[Extracted records]
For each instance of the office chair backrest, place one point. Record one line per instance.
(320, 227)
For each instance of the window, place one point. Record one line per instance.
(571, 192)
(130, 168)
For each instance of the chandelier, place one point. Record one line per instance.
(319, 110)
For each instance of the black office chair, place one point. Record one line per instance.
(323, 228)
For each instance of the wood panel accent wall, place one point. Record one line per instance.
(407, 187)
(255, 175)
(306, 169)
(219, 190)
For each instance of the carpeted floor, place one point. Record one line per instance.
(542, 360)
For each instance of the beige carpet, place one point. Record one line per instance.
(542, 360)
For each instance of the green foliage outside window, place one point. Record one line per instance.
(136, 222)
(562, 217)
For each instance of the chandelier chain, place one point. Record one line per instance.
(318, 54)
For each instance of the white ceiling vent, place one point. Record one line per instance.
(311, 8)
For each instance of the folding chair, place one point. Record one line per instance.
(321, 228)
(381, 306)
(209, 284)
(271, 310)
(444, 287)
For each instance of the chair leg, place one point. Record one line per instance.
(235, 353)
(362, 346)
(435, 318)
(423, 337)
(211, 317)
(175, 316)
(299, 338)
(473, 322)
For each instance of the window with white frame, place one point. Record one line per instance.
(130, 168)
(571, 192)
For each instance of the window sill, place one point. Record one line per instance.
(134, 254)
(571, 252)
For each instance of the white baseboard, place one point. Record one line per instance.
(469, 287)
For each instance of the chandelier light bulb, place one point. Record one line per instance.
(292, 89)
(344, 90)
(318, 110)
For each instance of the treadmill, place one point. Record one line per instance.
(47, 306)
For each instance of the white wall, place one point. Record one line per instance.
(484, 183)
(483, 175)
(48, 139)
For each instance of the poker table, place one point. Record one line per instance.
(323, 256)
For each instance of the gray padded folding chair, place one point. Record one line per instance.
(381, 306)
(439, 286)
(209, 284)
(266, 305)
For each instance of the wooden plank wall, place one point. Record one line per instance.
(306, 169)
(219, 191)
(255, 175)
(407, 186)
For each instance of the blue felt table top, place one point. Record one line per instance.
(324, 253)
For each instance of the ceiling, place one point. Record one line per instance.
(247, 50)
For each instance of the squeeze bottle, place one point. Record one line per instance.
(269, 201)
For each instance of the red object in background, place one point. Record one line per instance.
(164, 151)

**What is being asked**
Quote exactly what appears from the line containing "For each instance of the window with" through the final line of the listing above, including both of those lines.

**Result for this task**
For each instance of the window with white frame, place one point. Record one line per instance.
(130, 168)
(571, 192)
For each instance of the window sill, place one point. Record one line per instance.
(134, 254)
(571, 252)
For each instance of the white baseboard, place one point. Record one line per instance.
(469, 287)
For each instance of the chandelier light bulb, place one point. Record one line per instance.
(292, 89)
(344, 90)
(318, 110)
For each instance of the treadmill, place one point. Record one line per instance.
(47, 306)
For each instance of the white wall, place one point. Record one line per instance.
(484, 183)
(483, 175)
(48, 139)
For each instance of the poker table, place one point. Record one line per instance.
(323, 256)
For each instance of the gray padded folding chair, place one point. Record one line per instance.
(381, 306)
(439, 286)
(209, 284)
(266, 305)
For each instance of the wooden plank wall, place one point. Record one line per instance.
(306, 169)
(219, 191)
(255, 175)
(407, 186)
For each instance of the blue felt table top, place one point. Record one line per instance.
(324, 253)
For each instance of the ceiling, place one point. Record one line per instance.
(247, 50)
For each instance of the squeeze bottle, place one point. Record one line per instance.
(269, 201)
For each instance of the red object in background, place one point. Record one line per instance.
(164, 151)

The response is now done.